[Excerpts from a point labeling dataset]
========================================
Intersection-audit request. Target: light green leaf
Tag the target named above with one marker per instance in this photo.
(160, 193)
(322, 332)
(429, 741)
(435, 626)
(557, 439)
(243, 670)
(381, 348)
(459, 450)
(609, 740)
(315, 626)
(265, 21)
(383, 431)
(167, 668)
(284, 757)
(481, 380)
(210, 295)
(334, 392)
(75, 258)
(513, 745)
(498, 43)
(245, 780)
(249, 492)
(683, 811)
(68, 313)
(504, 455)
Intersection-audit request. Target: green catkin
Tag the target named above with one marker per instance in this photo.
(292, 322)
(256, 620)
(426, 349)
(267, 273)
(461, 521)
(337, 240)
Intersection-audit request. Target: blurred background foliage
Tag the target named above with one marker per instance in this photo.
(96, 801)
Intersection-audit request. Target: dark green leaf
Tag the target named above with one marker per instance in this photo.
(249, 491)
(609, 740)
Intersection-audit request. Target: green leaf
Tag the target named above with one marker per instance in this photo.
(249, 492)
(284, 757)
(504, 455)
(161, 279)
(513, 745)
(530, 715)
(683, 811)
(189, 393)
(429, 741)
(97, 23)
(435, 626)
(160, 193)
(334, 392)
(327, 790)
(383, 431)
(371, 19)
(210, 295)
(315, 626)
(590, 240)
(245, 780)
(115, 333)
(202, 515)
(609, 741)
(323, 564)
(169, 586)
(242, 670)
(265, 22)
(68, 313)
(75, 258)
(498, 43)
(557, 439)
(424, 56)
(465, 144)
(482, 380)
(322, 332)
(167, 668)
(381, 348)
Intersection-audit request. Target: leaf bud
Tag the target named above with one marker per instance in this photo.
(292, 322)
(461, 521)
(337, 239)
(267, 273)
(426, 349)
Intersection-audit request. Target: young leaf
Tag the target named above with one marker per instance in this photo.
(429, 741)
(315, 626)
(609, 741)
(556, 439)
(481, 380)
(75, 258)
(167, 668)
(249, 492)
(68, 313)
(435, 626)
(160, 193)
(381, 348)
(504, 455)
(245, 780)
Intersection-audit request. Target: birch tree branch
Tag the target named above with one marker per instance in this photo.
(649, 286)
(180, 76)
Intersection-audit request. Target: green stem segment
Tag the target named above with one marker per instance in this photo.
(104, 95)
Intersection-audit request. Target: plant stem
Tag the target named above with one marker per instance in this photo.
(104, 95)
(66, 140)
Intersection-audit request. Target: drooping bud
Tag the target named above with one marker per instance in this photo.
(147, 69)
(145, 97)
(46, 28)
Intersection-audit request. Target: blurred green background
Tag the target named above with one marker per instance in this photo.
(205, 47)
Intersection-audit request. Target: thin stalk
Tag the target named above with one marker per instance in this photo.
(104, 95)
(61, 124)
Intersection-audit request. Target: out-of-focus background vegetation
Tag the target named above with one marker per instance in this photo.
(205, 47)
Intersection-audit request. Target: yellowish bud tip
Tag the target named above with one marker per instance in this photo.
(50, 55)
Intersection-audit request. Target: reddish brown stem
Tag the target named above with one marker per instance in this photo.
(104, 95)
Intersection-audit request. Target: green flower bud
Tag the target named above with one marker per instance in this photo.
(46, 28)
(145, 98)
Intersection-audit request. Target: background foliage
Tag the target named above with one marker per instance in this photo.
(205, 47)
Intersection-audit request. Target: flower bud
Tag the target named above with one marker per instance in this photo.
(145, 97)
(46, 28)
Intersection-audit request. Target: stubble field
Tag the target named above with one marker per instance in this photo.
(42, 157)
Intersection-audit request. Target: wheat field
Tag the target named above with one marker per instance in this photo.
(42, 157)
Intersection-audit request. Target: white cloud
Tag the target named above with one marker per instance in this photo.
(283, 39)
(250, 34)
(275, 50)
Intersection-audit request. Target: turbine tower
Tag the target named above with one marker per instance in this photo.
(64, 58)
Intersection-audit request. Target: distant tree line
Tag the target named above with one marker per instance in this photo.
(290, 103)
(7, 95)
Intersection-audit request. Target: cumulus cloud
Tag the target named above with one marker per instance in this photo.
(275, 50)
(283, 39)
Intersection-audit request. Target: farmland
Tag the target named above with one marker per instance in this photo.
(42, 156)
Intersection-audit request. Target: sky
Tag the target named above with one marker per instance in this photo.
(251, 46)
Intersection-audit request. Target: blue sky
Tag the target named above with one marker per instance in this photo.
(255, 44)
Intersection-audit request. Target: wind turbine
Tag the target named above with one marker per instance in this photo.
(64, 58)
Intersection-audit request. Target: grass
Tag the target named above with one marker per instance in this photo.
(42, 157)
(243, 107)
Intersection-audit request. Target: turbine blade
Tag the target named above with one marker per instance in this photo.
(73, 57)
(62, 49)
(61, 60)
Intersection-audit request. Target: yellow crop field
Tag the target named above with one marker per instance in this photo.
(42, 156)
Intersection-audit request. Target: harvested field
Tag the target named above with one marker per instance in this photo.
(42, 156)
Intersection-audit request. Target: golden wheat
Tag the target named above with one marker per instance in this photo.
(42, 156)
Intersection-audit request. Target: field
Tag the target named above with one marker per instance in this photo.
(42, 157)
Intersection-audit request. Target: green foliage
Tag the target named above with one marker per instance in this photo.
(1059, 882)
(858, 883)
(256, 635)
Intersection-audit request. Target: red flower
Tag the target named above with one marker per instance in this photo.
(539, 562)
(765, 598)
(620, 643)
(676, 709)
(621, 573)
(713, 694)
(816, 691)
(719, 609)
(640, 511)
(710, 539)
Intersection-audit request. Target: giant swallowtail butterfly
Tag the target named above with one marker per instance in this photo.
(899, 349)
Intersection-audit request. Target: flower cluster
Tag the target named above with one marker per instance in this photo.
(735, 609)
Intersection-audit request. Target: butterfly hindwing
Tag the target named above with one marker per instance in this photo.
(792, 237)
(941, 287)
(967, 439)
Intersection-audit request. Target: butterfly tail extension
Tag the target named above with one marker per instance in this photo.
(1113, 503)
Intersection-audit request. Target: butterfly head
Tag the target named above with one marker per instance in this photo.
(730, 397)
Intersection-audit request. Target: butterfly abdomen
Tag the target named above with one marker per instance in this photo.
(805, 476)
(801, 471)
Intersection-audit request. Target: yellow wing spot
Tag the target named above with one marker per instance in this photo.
========================================
- What is needed
Give every line of the data above as a Markdown table with the columns "No." and "Entry," numbering each row and skipping blank lines.

- Output below
| No. | Entry |
|---|---|
| 1 | Intersection-audit request. Target: light green leaf |
| 2 | Tag the target named above with one marker per instance in this photo. |
| 3 | (160, 193) |
| 4 | (322, 332) |
| 5 | (429, 741) |
| 6 | (435, 626) |
| 7 | (557, 439) |
| 8 | (243, 670) |
| 9 | (381, 348) |
| 10 | (459, 450) |
| 11 | (609, 740) |
| 12 | (315, 626) |
| 13 | (265, 21) |
| 14 | (383, 431) |
| 15 | (167, 668) |
| 16 | (284, 757) |
| 17 | (481, 380) |
| 18 | (210, 295) |
| 19 | (334, 392) |
| 20 | (75, 258) |
| 21 | (513, 745) |
| 22 | (498, 43) |
| 23 | (245, 780) |
| 24 | (249, 492) |
| 25 | (683, 811) |
| 26 | (68, 313) |
| 27 | (504, 455) |
| 28 | Intersection-audit request. Target: green catkin |
| 29 | Tag the target named above with one marker per instance in this photo. |
| 30 | (292, 322) |
| 31 | (256, 620) |
| 32 | (426, 349) |
| 33 | (267, 273) |
| 34 | (461, 521) |
| 35 | (337, 240) |
| 36 | Intersection-audit request. Target: blurred background foliage |
| 37 | Tag the target named above with one marker per instance in this photo. |
| 38 | (96, 801) |
| 39 | Intersection-audit request. Target: dark green leaf |
| 40 | Tag the target named above with one marker per instance in this photo. |
| 41 | (249, 491) |
| 42 | (609, 740) |
| 43 | Intersection-audit request. Target: green leaf |
| 44 | Tag the target named above with one marker per instance in this photo. |
| 45 | (249, 492) |
| 46 | (284, 757) |
| 47 | (504, 455) |
| 48 | (161, 279) |
| 49 | (513, 745) |
| 50 | (530, 715) |
| 51 | (683, 811) |
| 52 | (189, 393) |
| 53 | (429, 741) |
| 54 | (97, 23) |
| 55 | (435, 626) |
| 56 | (160, 193) |
| 57 | (334, 392) |
| 58 | (327, 790) |
| 59 | (383, 431) |
| 60 | (371, 19) |
| 61 | (210, 295) |
| 62 | (315, 626) |
| 63 | (590, 240) |
| 64 | (245, 780) |
| 65 | (115, 333) |
| 66 | (202, 515) |
| 67 | (609, 741) |
| 68 | (323, 564) |
| 69 | (169, 586) |
| 70 | (242, 670) |
| 71 | (265, 22) |
| 72 | (68, 313) |
| 73 | (75, 258) |
| 74 | (498, 43) |
| 75 | (557, 439) |
| 76 | (424, 56) |
| 77 | (465, 144) |
| 78 | (482, 380) |
| 79 | (322, 332) |
| 80 | (167, 668) |
| 81 | (381, 348) |
| 82 | Intersection-audit request. Target: leaf bud |
| 83 | Tag the target named above with one marker per instance in this photo. |
| 84 | (292, 322) |
| 85 | (461, 521) |
| 86 | (337, 239) |
| 87 | (267, 273) |
| 88 | (426, 349) |
| 89 | Intersection-audit request. Target: young leaf |
| 90 | Tag the target named above with one marker per instance in this photo. |
| 91 | (429, 741) |
| 92 | (315, 626) |
| 93 | (609, 741) |
| 94 | (556, 439) |
| 95 | (481, 380) |
| 96 | (75, 258) |
| 97 | (167, 668) |
| 98 | (249, 492) |
| 99 | (68, 313) |
| 100 | (435, 626) |
| 101 | (160, 193) |
| 102 | (381, 348) |
| 103 | (504, 455) |
| 104 | (245, 780) |
| 105 | Intersection-audit request. Target: birch tree branch |
| 106 | Tag the target named above with one marker per instance in this photo. |
| 107 | (649, 286) |
| 108 | (180, 76) |
| 109 | Intersection-audit request. Target: green stem segment |
| 110 | Tag the target named above with one marker per instance in this photo. |
| 111 | (104, 95) |
| 112 | Intersection-audit request. Target: plant stem |
| 113 | Tag the target named above with one marker per instance in this photo. |
| 114 | (104, 95) |
| 115 | (66, 140) |
| 116 | Intersection-audit request. Target: drooping bud |
| 117 | Tag the target named above with one marker per instance in this photo. |
| 118 | (147, 69) |
| 119 | (145, 97) |
| 120 | (46, 28) |
| 121 | Intersection-audit request. Target: blurred green background |
| 122 | Tag the target named above with one marker per instance in this photo. |
| 123 | (205, 47) |
| 124 | Intersection-audit request. Target: thin stalk |
| 125 | Tag the target named above with one marker per instance in this photo. |
| 126 | (104, 95) |
| 127 | (61, 124) |
| 128 | Intersection-audit request. Target: out-of-focus background vegetation |
| 129 | Tag the target named above with one marker per instance in this photo. |
| 130 | (205, 47) |
| 131 | Intersection-audit request. Target: yellowish bud tip |
| 132 | Tag the target named above with one marker per instance in this photo. |
| 133 | (50, 55) |
| 134 | Intersection-audit request. Target: reddish brown stem |
| 135 | Tag the target named above with one marker per instance in this photo. |
| 136 | (104, 95) |
| 137 | Intersection-audit request. Target: green flower bud |
| 138 | Tag the target named above with one marker per instance in this photo. |
| 139 | (46, 28) |
| 140 | (145, 98) |
| 141 | Intersection-audit request. Target: background foliage |
| 142 | Tag the target named above with one marker per instance in this photo. |
| 143 | (205, 47) |
| 144 | Intersection-audit request. Target: flower bud |
| 145 | Tag the target named above with one marker per instance in this photo. |
| 146 | (145, 97) |
| 147 | (46, 28) |
| 148 | Intersection-audit request. Target: stubble field |
| 149 | Tag the target named above with one marker per instance in this photo. |
| 150 | (42, 157) |
| 151 | Intersection-audit request. Target: wheat field |
| 152 | Tag the target named above with one marker per instance in this photo. |
| 153 | (42, 157) |
| 154 | Intersection-audit request. Target: white cloud |
| 155 | Tag the target named above with one marker per instance in this photo. |
| 156 | (283, 39) |
| 157 | (250, 34) |
| 158 | (275, 50) |
| 159 | Intersection-audit request. Target: turbine tower |
| 160 | Tag the target named above with one marker per instance in this photo. |
| 161 | (64, 58) |
| 162 | Intersection-audit request. Target: distant tree line |
| 163 | Tag the target named above with one marker per instance in this photo. |
| 164 | (290, 103) |
| 165 | (7, 95) |
| 166 | Intersection-audit request. Target: cumulus cloud |
| 167 | Tag the target named above with one marker per instance in this photo. |
| 168 | (275, 50) |
| 169 | (283, 39) |
| 170 | Intersection-audit request. Target: farmland |
| 171 | Tag the target named above with one marker per instance in this photo. |
| 172 | (42, 156) |
| 173 | Intersection-audit request. Target: sky |
| 174 | Tag the target named above with one marker per instance in this photo. |
| 175 | (251, 46) |
| 176 | Intersection-audit request. Target: blue sky |
| 177 | Tag the target named above with one marker per instance in this photo. |
| 178 | (255, 44) |
| 179 | Intersection-audit request. Target: wind turbine |
| 180 | Tag the target named above with one marker per instance in this photo. |
| 181 | (64, 58) |
| 182 | Intersection-audit request. Target: grass |
| 183 | Tag the target named above with one marker per instance in this photo. |
| 184 | (42, 157) |
| 185 | (243, 107) |
| 186 | Intersection-audit request. Target: turbine blade |
| 187 | Tag the target named above with one marker per instance in this photo. |
| 188 | (73, 57) |
| 189 | (62, 49) |
| 190 | (61, 60) |
| 191 | Intersection-audit request. Target: yellow crop field |
| 192 | Tag the target named above with one marker per instance in this photo. |
| 193 | (42, 156) |
| 194 | Intersection-audit request. Target: harvested field |
| 195 | Tag the target named above with one marker per instance in this photo. |
| 196 | (42, 156) |
| 197 | Intersection-audit request. Target: golden wheat |
| 198 | Tag the target named above with one marker per instance in this photo. |
| 199 | (42, 156) |
| 200 | Intersection-audit request. Target: field |
| 201 | Tag the target named above with one marker per instance in this photo. |
| 202 | (42, 157) |
| 203 | Intersection-audit request. Target: green foliage |
| 204 | Tag the target named above with one marker per instance in this photo. |
| 205 | (1059, 882) |
| 206 | (858, 883) |
| 207 | (256, 635) |
| 208 | Intersection-audit request. Target: red flower |
| 209 | Tag the target named above with one marker per instance in this photo. |
| 210 | (539, 562) |
| 211 | (765, 598) |
| 212 | (620, 643) |
| 213 | (676, 709) |
| 214 | (621, 573) |
| 215 | (713, 694) |
| 216 | (816, 691) |
| 217 | (719, 609) |
| 218 | (640, 511) |
| 219 | (710, 539) |
| 220 | Intersection-audit request. Target: giant swallowtail butterfly |
| 221 | Tag the target named above with one marker per instance in this photo. |
| 222 | (899, 349) |
| 223 | Intersection-audit request. Target: flower cluster |
| 224 | Tag the target named above with one marker per instance in this photo. |
| 225 | (735, 609) |
| 226 | Intersection-audit request. Target: butterfly hindwing |
| 227 | Tag the target named above with one marker per instance in this photo. |
| 228 | (792, 237) |
| 229 | (941, 287) |
| 230 | (967, 439) |
| 231 | Intersection-audit request. Target: butterfly tail extension |
| 232 | Tag the target named above with one marker per instance in this photo. |
| 233 | (1113, 503) |
| 234 | Intersection-audit request. Target: butterfly head |
| 235 | Tag the target named above with one marker per instance in this photo. |
| 236 | (730, 397) |
| 237 | Intersection-audit request. Target: butterfly abdomen |
| 238 | Tag the target named above with one marker per instance in this photo. |
| 239 | (805, 476) |
| 240 | (801, 471) |
| 241 | Intersection-audit request. Target: yellow wing spot |
| 242 | Tag the target named above with one marker per instance in this photo. |